## [Your goal]
Update the items below by replacing "even-odd fill" with "nonzero winding fill" wherever it occurs, and keep all other text unchanged.

# Working data start

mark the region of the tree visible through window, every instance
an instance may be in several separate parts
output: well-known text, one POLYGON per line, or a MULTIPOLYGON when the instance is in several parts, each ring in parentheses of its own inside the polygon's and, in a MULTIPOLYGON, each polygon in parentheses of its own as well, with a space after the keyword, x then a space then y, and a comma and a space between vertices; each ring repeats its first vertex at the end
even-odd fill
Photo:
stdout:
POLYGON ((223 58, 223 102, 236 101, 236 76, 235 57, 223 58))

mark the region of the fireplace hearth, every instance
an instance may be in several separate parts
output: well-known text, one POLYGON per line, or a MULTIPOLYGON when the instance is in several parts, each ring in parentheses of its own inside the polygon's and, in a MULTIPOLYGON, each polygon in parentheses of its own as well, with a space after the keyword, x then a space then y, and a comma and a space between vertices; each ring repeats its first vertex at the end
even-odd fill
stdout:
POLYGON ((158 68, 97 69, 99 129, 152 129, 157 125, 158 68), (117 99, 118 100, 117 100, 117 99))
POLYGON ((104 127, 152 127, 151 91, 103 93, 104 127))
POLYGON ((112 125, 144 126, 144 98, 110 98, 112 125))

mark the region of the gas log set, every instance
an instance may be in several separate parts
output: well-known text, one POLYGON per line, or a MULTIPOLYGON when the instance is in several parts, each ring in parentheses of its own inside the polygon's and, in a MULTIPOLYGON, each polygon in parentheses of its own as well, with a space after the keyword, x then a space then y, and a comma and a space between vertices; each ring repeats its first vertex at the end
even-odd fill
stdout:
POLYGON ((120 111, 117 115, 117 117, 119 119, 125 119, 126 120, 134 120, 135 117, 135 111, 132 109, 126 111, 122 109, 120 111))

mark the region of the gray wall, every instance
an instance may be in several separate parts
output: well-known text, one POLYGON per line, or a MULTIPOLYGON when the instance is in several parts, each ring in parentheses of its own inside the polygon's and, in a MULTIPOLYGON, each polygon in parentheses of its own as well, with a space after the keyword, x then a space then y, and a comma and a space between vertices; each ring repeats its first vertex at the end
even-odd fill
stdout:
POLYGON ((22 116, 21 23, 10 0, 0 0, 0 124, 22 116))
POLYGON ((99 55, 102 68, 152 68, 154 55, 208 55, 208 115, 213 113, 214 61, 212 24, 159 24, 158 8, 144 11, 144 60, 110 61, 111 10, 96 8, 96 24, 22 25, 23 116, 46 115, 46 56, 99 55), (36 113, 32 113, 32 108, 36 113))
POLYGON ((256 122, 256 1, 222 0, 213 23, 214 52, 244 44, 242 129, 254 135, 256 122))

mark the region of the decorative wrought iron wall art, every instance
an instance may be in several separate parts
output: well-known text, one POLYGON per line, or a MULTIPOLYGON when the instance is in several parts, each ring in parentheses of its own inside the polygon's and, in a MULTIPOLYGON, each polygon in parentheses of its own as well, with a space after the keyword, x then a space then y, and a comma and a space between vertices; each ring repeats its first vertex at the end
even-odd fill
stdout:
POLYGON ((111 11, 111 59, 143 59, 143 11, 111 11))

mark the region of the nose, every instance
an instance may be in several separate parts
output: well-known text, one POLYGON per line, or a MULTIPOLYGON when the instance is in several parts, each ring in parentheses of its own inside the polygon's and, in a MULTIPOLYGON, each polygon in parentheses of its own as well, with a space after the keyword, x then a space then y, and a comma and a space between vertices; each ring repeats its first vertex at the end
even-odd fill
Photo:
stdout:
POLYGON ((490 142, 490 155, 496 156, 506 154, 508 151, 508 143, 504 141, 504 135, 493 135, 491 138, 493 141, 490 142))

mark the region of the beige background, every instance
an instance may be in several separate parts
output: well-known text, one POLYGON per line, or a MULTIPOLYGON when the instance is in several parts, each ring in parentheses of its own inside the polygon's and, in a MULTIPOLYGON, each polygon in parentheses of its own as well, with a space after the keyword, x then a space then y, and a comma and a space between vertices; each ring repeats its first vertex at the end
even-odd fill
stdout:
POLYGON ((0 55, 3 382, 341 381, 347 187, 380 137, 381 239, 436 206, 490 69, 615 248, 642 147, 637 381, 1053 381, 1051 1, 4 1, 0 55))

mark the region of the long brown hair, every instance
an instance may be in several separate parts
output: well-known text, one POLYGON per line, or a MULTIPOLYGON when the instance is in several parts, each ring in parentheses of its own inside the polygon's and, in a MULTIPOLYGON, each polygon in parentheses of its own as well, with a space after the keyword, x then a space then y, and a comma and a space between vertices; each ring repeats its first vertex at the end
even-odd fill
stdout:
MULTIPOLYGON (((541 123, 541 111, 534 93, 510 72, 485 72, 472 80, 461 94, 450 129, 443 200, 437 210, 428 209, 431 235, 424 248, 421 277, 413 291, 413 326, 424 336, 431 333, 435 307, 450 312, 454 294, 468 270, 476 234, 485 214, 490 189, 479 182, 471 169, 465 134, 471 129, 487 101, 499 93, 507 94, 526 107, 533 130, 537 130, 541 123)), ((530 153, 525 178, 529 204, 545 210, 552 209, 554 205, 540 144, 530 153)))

# Working data end

## [Exercise result]
mark the region of the tree visible through window, every instance
an instance may be in several separate parts
output: well-known text, one POLYGON per line, or a MULTIPOLYGON when the instance is in several parts, each ring in parentheses of its own inside the polygon's and, in a MULTIPOLYGON, each polygon in parentheses of its own as well, with a space after the keyword, x then a space then y, and a comma and a space between vertices; each ring repeats its first vertex at the end
nonzero winding fill
Photo:
stdout:
POLYGON ((223 58, 223 102, 236 101, 236 76, 235 57, 223 58))

mark the region of the fireplace hearth, every instance
an instance may be in several separate parts
output: well-known text, one POLYGON per line, or a MULTIPOLYGON when the instance is in several parts, each ring in parentheses of its own inside the polygon's and, in a MULTIPOLYGON, each polygon in parentheses of its own as well, with a space after the keyword, x then a space then y, and a comma and a space between vertices; each ring repeats its first vertex at the end
nonzero winding fill
stdout:
POLYGON ((158 68, 97 69, 99 129, 152 129, 157 125, 158 68), (117 99, 118 100, 117 100, 117 99))
POLYGON ((104 127, 152 127, 151 91, 103 93, 104 127))
POLYGON ((112 125, 144 126, 144 98, 110 98, 112 125))

mark the region of the gas log set, every instance
an instance may be in several separate parts
output: well-known text, one POLYGON per line, or a MULTIPOLYGON when the instance is in several parts, each ring in parentheses of its own inside the polygon's and, in a MULTIPOLYGON, each polygon in parentheses of its own as well, with a space after the keyword, x then a space then y, and a comma and a space between vertices; each ring repeats its first vertex at the end
nonzero winding fill
stdout:
POLYGON ((120 111, 117 115, 117 117, 119 119, 125 119, 126 120, 134 120, 135 117, 135 111, 132 109, 126 111, 122 109, 120 111))

mark the region of the gray wall, every instance
an instance may be in several separate parts
output: well-known text, one POLYGON per line, or a MULTIPOLYGON when the instance is in several parts, each ring in parentheses of its own inside the polygon's and, in a MULTIPOLYGON, each polygon in parentheses of its own as well, with a space after the keyword, x then a space then y, and a comma and a space between vertices; each ring repeats its first vertex at the end
nonzero winding fill
stdout:
POLYGON ((22 116, 21 23, 10 0, 0 0, 0 124, 22 116))
POLYGON ((99 55, 102 68, 152 68, 154 55, 208 55, 208 115, 213 113, 214 61, 212 24, 159 24, 158 8, 144 11, 144 60, 110 61, 111 10, 96 8, 96 24, 22 25, 23 116, 46 115, 46 56, 99 55), (36 113, 32 113, 32 108, 36 113))
POLYGON ((256 122, 256 1, 222 0, 213 23, 214 52, 244 44, 242 129, 254 135, 256 122))

mark the region of the decorative wrought iron wall art, every instance
an instance may be in several separate parts
output: well-known text, one POLYGON per line, or a MULTIPOLYGON when the instance is in several parts, each ring in parentheses of its own inside the polygon's and, in a MULTIPOLYGON, each polygon in parentheses of its own as well, with a space after the keyword, x then a space then y, and a comma and a space between vertices; each ring repeats its first vertex at the end
nonzero winding fill
stdout:
POLYGON ((111 11, 111 59, 143 59, 143 11, 111 11))

mark the region of the nose, every instance
an instance may be in several separate parts
output: well-known text, one POLYGON per line, or a MULTIPOLYGON when the instance is in several parts, each ring in parentheses of its own inside the polygon's and, in a MULTIPOLYGON, each polygon in parentheses of its own as well, with a space after the keyword, x then a space then y, and a comma and a space between vertices; each ring repeats its first vertex at the end
nonzero winding fill
Photo:
stdout:
POLYGON ((490 142, 490 155, 496 156, 506 154, 508 151, 508 143, 504 141, 504 135, 493 135, 491 138, 493 141, 490 142))

mark the region of the beige background, every instance
an instance may be in several separate parts
output: well-known text, one POLYGON per line, or a MULTIPOLYGON when the instance is in several parts, each ring in parentheses of its own inside the polygon's and, in a MULTIPOLYGON, each polygon in parentheses of its own as well, with a space after the keyword, x then a space then y, and a comma and a space between vertices; each ring repeats its first vertex at the end
nonzero winding fill
stdout:
POLYGON ((0 55, 3 382, 341 381, 347 187, 380 137, 381 239, 436 206, 490 69, 615 248, 642 147, 637 381, 1053 381, 1051 1, 4 1, 0 55))

mark the region of the long brown hair, every instance
an instance may be in several separate parts
output: well-known text, one POLYGON per line, or a MULTIPOLYGON when the instance is in several parts, each ring in parentheses of its own inside the polygon's and, in a MULTIPOLYGON, each polygon in parentheses of its own as well, with a space after the keyword, x then a space then y, and a comma and a space between vertices; each ring repeats its first vertex at the end
nonzero winding fill
stdout:
MULTIPOLYGON (((541 123, 541 111, 534 93, 510 72, 485 72, 472 80, 461 94, 450 129, 443 200, 437 210, 428 209, 431 235, 424 248, 421 277, 413 291, 413 326, 424 336, 431 333, 435 307, 450 312, 454 294, 468 270, 476 234, 485 214, 490 189, 479 182, 471 169, 465 134, 471 129, 487 101, 499 93, 507 94, 526 107, 533 130, 537 130, 541 123)), ((530 153, 525 178, 529 204, 545 210, 552 209, 554 205, 540 144, 530 153)))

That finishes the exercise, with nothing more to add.